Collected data
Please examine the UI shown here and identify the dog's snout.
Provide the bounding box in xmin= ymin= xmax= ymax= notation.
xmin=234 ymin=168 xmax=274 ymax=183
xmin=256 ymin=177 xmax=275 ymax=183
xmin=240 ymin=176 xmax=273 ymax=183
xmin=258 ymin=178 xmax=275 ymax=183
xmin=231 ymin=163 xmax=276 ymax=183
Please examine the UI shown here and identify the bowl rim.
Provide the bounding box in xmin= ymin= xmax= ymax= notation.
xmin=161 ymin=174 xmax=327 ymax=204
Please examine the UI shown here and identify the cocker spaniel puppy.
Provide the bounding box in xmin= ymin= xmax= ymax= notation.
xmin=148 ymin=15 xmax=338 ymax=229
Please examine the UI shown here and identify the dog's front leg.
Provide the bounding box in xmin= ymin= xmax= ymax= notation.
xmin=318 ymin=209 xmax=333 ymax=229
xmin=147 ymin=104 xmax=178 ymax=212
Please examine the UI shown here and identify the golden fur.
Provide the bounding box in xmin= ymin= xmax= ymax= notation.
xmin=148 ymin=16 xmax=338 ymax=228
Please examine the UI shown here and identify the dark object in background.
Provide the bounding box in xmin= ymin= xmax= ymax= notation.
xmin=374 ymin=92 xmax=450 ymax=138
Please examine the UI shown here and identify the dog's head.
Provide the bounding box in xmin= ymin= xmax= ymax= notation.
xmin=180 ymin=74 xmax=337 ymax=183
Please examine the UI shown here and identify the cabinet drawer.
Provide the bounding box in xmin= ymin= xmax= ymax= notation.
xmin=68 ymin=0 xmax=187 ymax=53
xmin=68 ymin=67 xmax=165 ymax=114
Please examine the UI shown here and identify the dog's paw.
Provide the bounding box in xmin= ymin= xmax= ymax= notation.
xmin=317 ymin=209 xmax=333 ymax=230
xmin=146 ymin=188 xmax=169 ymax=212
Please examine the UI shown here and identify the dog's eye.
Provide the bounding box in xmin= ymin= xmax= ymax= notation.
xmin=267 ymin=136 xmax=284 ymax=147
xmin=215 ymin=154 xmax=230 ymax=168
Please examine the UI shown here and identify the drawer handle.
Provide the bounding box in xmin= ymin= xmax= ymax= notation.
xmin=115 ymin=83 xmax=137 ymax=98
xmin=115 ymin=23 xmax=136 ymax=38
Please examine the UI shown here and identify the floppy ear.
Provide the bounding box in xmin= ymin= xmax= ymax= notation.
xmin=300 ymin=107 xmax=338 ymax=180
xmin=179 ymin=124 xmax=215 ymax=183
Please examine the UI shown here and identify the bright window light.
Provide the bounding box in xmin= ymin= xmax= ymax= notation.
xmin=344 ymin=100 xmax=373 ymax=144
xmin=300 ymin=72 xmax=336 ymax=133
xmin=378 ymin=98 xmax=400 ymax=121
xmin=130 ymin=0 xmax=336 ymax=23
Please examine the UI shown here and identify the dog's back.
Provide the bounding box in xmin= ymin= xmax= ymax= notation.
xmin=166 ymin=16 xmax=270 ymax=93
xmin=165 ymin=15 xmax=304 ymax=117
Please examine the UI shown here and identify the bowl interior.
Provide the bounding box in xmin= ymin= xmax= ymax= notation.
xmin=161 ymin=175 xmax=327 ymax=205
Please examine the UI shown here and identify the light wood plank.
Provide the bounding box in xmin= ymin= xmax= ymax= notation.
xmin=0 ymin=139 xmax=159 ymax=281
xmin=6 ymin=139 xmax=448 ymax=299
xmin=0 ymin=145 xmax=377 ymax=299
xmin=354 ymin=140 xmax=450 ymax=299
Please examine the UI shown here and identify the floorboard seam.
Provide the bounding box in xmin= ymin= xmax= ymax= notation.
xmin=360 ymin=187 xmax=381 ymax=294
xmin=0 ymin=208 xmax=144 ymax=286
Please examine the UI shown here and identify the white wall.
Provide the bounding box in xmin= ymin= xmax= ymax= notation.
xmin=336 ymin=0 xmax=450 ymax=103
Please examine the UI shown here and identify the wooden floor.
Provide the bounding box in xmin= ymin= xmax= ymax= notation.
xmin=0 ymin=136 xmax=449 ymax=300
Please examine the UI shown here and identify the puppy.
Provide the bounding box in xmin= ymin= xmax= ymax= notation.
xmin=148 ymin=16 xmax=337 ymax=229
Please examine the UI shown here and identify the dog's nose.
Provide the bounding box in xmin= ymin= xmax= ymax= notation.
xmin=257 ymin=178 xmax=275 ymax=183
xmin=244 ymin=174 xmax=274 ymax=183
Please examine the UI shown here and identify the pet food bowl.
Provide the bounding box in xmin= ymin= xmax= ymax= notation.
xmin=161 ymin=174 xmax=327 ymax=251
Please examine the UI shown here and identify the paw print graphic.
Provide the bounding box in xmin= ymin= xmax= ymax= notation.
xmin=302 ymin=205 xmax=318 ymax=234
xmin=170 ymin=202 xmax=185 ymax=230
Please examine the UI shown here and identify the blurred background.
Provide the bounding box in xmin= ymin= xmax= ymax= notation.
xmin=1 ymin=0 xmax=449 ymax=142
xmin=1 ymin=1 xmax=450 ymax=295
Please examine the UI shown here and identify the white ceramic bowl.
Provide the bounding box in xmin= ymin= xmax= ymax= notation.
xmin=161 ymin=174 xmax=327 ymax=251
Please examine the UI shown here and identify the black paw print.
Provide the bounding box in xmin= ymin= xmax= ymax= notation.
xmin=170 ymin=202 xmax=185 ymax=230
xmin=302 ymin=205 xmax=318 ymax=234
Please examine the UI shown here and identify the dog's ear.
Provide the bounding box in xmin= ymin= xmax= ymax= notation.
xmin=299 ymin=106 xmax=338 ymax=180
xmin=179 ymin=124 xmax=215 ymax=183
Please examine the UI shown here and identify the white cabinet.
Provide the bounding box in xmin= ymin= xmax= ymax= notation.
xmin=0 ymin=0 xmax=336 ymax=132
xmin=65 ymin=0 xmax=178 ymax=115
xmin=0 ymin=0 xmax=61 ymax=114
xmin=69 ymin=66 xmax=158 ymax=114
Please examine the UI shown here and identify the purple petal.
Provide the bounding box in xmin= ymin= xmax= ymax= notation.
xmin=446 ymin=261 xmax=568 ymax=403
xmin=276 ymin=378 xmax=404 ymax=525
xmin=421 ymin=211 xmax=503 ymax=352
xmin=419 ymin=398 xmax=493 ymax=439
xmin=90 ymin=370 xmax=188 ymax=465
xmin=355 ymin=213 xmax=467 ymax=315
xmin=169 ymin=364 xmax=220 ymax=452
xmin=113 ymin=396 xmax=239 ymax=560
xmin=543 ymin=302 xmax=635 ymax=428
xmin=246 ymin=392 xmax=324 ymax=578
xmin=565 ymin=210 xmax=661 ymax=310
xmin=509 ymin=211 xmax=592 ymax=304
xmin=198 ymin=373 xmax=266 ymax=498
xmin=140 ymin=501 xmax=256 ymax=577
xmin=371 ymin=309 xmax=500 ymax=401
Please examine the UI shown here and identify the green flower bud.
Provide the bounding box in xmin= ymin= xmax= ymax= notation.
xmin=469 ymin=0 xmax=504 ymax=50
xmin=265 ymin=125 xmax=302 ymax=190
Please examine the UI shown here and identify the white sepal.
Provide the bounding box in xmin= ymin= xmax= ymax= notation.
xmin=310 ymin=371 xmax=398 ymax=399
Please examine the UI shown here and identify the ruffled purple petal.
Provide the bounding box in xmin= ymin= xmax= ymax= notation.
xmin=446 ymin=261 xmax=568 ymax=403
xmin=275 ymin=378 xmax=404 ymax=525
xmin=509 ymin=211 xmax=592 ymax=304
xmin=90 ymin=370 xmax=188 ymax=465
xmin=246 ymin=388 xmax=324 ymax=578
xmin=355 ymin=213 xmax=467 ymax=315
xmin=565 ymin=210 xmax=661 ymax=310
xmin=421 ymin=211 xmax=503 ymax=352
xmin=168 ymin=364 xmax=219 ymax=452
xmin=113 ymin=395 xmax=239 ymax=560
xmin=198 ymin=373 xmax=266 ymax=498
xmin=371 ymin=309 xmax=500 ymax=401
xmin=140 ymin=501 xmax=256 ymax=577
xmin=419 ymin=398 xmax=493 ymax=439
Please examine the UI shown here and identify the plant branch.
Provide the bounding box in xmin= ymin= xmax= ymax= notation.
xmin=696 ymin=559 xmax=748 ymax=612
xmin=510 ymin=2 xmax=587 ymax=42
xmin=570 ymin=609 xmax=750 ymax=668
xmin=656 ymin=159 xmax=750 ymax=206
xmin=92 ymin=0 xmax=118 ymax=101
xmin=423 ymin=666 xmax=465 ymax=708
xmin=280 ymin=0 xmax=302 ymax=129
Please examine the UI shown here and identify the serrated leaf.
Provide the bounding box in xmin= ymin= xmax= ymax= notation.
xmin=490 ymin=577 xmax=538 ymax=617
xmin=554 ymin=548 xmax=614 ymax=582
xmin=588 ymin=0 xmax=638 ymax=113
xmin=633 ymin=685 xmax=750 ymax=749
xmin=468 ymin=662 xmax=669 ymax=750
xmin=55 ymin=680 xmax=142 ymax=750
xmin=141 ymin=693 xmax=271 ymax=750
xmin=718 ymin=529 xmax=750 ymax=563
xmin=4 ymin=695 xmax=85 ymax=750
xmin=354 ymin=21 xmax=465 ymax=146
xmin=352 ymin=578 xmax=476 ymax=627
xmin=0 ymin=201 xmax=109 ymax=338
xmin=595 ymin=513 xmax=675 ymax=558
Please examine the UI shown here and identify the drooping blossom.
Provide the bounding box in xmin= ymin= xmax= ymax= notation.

▶ _Exercise objective_
All lines from the one with "Please examine the UI shown here and identify the plant" through the end of the records need to be copied exactly, and no other lines.

▶ _Expected output_
Please examine the UI shown here and identify the plant branch.
Provide the bounding box in xmin= ymin= xmax= ymax= notation.
xmin=696 ymin=559 xmax=748 ymax=612
xmin=510 ymin=2 xmax=587 ymax=42
xmin=570 ymin=609 xmax=750 ymax=668
xmin=656 ymin=159 xmax=750 ymax=206
xmin=92 ymin=0 xmax=118 ymax=101
xmin=423 ymin=666 xmax=465 ymax=708
xmin=280 ymin=0 xmax=302 ymax=129
Please examine the UI shown here and identify the serrated leaf.
Provide the bounding box in xmin= ymin= xmax= ymax= notation.
xmin=490 ymin=577 xmax=538 ymax=617
xmin=554 ymin=548 xmax=614 ymax=582
xmin=588 ymin=0 xmax=638 ymax=113
xmin=633 ymin=685 xmax=750 ymax=749
xmin=468 ymin=662 xmax=669 ymax=750
xmin=55 ymin=680 xmax=142 ymax=750
xmin=141 ymin=693 xmax=271 ymax=750
xmin=718 ymin=529 xmax=750 ymax=563
xmin=4 ymin=695 xmax=85 ymax=750
xmin=354 ymin=21 xmax=465 ymax=146
xmin=352 ymin=578 xmax=476 ymax=627
xmin=0 ymin=201 xmax=109 ymax=338
xmin=595 ymin=513 xmax=675 ymax=558
Please examine the UI shown here and identify the drooping blossom.
Provide the bounding box in xmin= ymin= xmax= ymax= notation.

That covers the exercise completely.